§ **The request**: Reproduce every one of the records below word for word, leaving the pictures out of your answer.

[Object position labeling entries]
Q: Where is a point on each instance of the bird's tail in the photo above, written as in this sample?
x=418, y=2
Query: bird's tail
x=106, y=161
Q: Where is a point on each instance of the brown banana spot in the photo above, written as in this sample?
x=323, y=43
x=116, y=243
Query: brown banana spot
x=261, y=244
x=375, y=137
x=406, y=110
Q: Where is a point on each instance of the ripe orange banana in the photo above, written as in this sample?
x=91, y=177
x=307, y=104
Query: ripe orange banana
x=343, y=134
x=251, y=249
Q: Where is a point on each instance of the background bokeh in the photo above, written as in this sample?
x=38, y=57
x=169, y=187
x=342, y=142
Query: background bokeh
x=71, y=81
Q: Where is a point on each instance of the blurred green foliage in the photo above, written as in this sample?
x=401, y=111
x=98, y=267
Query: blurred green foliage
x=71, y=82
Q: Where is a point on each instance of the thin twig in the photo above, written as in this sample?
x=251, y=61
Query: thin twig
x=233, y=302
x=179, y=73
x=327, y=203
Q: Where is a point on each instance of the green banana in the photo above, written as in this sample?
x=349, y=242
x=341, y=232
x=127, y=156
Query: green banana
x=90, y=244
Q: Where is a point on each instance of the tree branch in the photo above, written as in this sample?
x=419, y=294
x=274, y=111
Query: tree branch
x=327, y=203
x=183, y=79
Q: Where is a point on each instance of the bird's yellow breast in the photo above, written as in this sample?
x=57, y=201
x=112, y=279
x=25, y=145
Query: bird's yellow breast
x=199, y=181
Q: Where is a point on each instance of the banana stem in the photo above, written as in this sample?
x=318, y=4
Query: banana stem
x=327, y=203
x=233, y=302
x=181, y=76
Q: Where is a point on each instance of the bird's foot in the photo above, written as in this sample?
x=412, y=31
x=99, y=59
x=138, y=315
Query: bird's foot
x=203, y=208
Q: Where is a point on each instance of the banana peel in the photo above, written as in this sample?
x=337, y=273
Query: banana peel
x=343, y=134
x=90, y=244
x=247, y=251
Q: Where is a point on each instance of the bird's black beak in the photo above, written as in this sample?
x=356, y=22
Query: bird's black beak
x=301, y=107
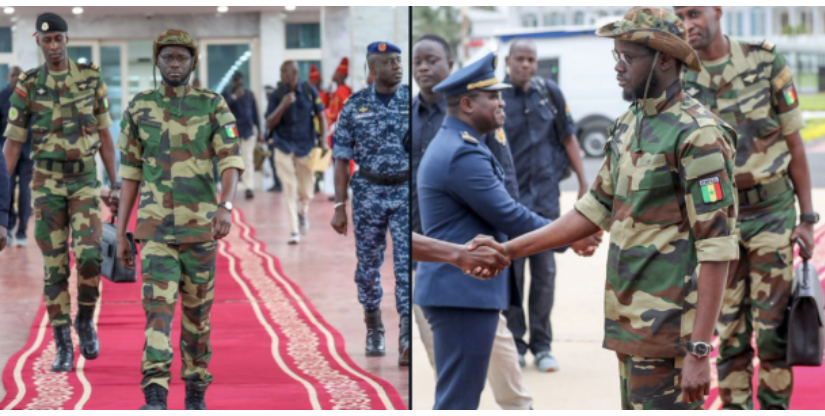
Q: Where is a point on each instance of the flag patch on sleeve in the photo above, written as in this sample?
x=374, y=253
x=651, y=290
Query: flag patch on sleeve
x=711, y=190
x=232, y=131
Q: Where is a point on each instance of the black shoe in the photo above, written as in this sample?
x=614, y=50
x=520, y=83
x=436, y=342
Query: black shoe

§ **Answer to the problem**:
Q: Where is a point on each instance of the bird's tail in the photo above, written as in this sample?
x=418, y=2
Query: bird's tail
x=106, y=161
Q: Where is a point on each instance of the brown banana spot in the photo above, written as in this sample?
x=323, y=43
x=116, y=243
Query: brown banana spot
x=261, y=244
x=375, y=137
x=406, y=110
Q: Where is a point on each instance of the ripe orange banana in the photo above, written as in this sample?
x=91, y=177
x=307, y=104
Query: ripe orange banana
x=343, y=134
x=251, y=249
Q: Where is a point on each instance of the background bokeh in the photo above, written as in this sample?
x=38, y=57
x=169, y=187
x=342, y=142
Query: background bokeh
x=71, y=81
Q: Where is a point on each instance of the blurred green foliage in the photo above, written as in this sample?
x=401, y=111
x=98, y=267
Query: blurred green foliage
x=71, y=82
Q: Where is a point on each instance of the thin twig in the photo above, written as in this sample?
x=251, y=61
Query: thin twig
x=233, y=302
x=179, y=73
x=327, y=203
Q: Where is a point on each instance of the green banana in the photo above, written as in this sample?
x=349, y=242
x=341, y=232
x=127, y=156
Query: green banana
x=90, y=244
Q: Where is a point on each instance of the tree branch in the photo above, written as in this sample?
x=419, y=294
x=274, y=111
Query: tree branch
x=327, y=203
x=183, y=79
Q: Where is a point on each instance of the bird's yellow breast in the photo above, written as in this sample?
x=57, y=201
x=112, y=279
x=25, y=145
Query: bird's yellow breast
x=199, y=181
Q: Where is a point on each instance of the banana stem in the photo above, written as in this sample?
x=318, y=4
Query: banana stem
x=327, y=203
x=233, y=302
x=181, y=76
Q: Where is a point on each instance of the bird's foot in the photo above, written as in this sample?
x=412, y=31
x=99, y=59
x=138, y=315
Query: bird's foot
x=203, y=208
Q: Where is a point on each instance of the banana peel in the photo above, written as in this sample?
x=337, y=273
Query: banana peel
x=343, y=134
x=90, y=244
x=247, y=251
Q: Where is a point on each instance of the bird's black beak in the photo above, written as in this sample?
x=356, y=22
Query: bird's black beak
x=301, y=107
Q: Where is a point on each instance of the flag patch on sleeve in the photo above, written as in this sample?
x=374, y=253
x=651, y=290
Query: flag patch on sleeve
x=711, y=190
x=232, y=131
Q: Where is a point on each instance of the black shoe in the photo above, written as in this sample?
x=614, y=50
x=520, y=83
x=436, y=342
Query: black shoe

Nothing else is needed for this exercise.